• Page extract
+-------+

Modeled after Illinois’s Biometric Information Privacy (BIPA), the National Biometric Information Privacy Act (Act), proposed by Sens. Jeff Merkley and Bernie Sanders, contains three key provisions:

  • A requirement to obtain consent from individual prior to collecting and disclosing their biometric identifiers and information.
  • A private right of action against entities covered by the Act that violate its protections which entitles aggrieved individuals to recover, among other things, the greater of (i) $1,000 in liquidated damages or (ii) actual damages, for negligent violations of the protections granted under the law.
  • An obligation to safeguard biometric identifier or biometric information in a manner similar to how the organization safeguards other confidential and sensitive information, such as Social Security numbers.

The Act would apply to “private entities,” generally including a business of any size in possession of biometric identifiers or biometric information of any individual. Federal, state, and local government agencies and academic institutions are excluded from the Act.

Under the Act, private entities would be required to:

  • Develop and make available to the public a written policy establishing a retention schedule and guidelines for permanently destroying biometric identifiers and biometric information. That schedule may not extend one year beyond an individual’s last interaction with the entity, but destruction could be required earlier;
  • Collect biometric identifiers or biometric information only when needed to provide a service to the individuals or have another valid business reason;
  • Inform individuals their biometric identifiers or biometric information is being collected or stored, along with the purpose and length of the collection, storage, or use, and must receive a written release from individuals which may not be combined with other consents, including an employment agreement;
  • Obtain a written release immediately prior to the disclosure of any biometric identifier or biometric information that includes the data to be disclosed, the reason for the disclosure, and the recipients of the data; and
  • Maintain the information using a reasonable standard of care.

+-------+

• Stated problem
From the summary of the proposed biometric privacy law, copy word for word the part that starts with the words containing "Modeled after Illinois’s" and ends with "Social Security numbers.".

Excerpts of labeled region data
+-------+

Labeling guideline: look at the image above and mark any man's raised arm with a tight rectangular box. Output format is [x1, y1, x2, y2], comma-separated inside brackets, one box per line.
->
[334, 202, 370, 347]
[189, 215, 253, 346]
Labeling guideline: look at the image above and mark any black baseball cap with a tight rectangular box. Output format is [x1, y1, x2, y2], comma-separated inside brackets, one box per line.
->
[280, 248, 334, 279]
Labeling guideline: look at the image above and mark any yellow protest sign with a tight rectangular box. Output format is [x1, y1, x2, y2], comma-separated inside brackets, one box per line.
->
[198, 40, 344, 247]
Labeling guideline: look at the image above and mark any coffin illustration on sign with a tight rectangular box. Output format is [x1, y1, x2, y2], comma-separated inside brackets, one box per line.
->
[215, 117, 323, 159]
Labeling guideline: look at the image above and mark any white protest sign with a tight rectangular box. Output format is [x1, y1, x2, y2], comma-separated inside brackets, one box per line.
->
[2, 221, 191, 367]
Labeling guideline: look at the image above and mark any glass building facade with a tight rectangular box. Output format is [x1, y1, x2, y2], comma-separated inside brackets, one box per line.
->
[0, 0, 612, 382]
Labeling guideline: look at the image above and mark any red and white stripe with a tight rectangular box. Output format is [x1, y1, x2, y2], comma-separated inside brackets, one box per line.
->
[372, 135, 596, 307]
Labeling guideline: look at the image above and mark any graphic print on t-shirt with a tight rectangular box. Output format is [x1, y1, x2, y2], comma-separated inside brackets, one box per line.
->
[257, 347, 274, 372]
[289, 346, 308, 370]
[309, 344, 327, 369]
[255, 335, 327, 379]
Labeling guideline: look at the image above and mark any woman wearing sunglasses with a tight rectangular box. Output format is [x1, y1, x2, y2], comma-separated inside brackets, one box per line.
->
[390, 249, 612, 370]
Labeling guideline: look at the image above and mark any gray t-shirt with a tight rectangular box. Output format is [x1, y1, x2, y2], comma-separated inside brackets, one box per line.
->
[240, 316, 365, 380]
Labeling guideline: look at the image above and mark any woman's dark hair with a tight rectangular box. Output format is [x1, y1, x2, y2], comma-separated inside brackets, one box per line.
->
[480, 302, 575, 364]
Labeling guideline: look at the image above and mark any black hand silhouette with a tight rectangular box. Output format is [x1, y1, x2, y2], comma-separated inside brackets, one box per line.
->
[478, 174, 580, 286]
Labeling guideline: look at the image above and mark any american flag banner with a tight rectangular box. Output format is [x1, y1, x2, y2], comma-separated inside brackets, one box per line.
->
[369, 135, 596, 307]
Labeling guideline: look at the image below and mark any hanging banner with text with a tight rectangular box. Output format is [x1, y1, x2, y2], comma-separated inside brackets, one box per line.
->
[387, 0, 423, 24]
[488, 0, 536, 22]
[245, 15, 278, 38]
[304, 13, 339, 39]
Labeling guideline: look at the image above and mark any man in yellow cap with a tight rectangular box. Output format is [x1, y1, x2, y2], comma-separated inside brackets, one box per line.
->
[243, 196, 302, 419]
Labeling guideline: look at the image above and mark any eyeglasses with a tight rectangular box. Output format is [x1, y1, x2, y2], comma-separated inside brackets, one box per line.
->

+-------+

• Final result
Modeled after Illinois’s Biometric Information Privacy (BIPA), the National Biometric Information Privacy Act (Act), proposed by Sens. Jeff Merkley and Bernie Sanders, contains three key provisions:

  • A requirement to obtain consent from individual prior to collecting and disclosing their biometric identifiers and information.
  • A private right of action against entities covered by the Act that violate its protections which entitles aggrieved individuals to recover, among other things, the greater of (i) $1,000 in liquidated damages or (ii) actual damages, for negligent violations of the protections granted under the law.
  • An obligation to safeguard biometric identifier or biometric information in a manner similar to how the organization safeguards other confidential and sensitive information, such as Social Security numbers.